━━━━━ DATA LINES

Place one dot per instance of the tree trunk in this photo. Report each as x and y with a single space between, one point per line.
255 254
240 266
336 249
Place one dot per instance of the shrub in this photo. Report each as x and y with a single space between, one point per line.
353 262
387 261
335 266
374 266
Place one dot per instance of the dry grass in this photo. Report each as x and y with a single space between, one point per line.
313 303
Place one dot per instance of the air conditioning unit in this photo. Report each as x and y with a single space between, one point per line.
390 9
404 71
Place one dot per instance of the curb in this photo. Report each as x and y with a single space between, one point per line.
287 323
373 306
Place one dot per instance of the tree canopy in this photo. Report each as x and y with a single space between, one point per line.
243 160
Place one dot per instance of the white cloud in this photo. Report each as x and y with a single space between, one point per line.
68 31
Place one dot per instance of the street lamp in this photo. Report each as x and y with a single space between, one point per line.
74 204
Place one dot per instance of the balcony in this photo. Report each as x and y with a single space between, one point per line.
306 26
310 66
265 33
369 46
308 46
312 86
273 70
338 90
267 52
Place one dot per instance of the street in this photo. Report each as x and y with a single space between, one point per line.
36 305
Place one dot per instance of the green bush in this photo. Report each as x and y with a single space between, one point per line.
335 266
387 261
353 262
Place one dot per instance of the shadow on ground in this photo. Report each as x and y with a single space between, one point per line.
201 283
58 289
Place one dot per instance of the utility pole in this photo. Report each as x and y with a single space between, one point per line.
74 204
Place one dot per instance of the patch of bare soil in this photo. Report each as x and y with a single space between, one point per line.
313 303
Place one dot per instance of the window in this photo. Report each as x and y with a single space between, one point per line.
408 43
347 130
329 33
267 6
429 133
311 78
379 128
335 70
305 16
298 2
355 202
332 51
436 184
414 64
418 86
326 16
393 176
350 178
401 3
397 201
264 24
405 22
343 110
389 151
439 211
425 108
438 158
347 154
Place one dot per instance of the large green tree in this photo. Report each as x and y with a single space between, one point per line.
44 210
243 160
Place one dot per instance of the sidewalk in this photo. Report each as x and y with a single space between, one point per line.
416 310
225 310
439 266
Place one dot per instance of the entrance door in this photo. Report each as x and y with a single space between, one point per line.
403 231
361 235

━━━━━━━━━━

Exactly reproduce every record.

Place one dot per instance of the tree trunk in this photo. Report each as x and y with a single space between, one point per line.
255 254
240 266
336 249
Place one dot per instance of the shrub in this photo. Report each as x and y with a single space between, one point per line.
353 262
387 261
335 266
374 266
Place one dot per instance of the dry grass in this photo. Report each as x and y with a single space between, one point per line.
313 303
Place one dot per instance of the air conditioning unit in this photo. Report each as x and y with a single space between, one point per line.
390 9
404 71
Place one dot per instance of the curb in this photo. Report each as x and y with a single space between, one point per line.
287 323
373 306
Place one dot per instance of the tree canopy in this photo. Report each as x and y with a single space between, one point per line.
243 160
Place one dot per instance of the white cloud in this photo. Report each as x and y with a single space between, one point per line.
68 31
Place one dot per instance of the street lamp in this photo. Report each as x and y with a single space between, one point per line.
74 204
Place one dot per instance of the balcony in this photo. Report each as x and y with a single space between, one point per line.
306 26
310 66
265 33
369 46
308 46
312 86
273 70
338 90
267 52
Place one dot per instance of the street in this photo. Report each as x and y with a single space between, one point per line.
36 305
Place one dot per instance of the green bush in this photo. Report each as x and y with a single space between, one point per line.
335 266
387 261
353 262
Place one dot per instance of the shadow on ground in this photo. Report each as x and y with a single space between, one point per line.
201 283
58 289
Place one dot per instance of the utility pole in this photo. Report each as x and y with a single space between, one point per line.
74 204
Place one dot per instance of the patch of bare soil in this photo. Report each as x and y with a single space between, one point per line.
313 303
Place one dot per instance of the window in this photo. Report each as x and y with a single space between, one point per line.
408 43
347 130
329 33
267 6
429 133
311 78
379 128
335 70
305 16
298 2
355 202
332 51
436 184
414 64
418 86
326 16
393 176
350 178
401 3
397 201
264 24
405 22
343 110
389 151
439 211
425 108
438 158
347 154
Place one dot per instance of the large green tree in this photo. Report each as x and y with a single space between, one point per line.
44 210
243 160
Place one dot per instance of the sidewalk in this photo. Report each as x and y with a single space between, one point per line.
416 310
225 310
439 266
Place one dot per instance of the entrance door in this photo. Report each as x and y with a single space between, one point per line.
403 231
361 235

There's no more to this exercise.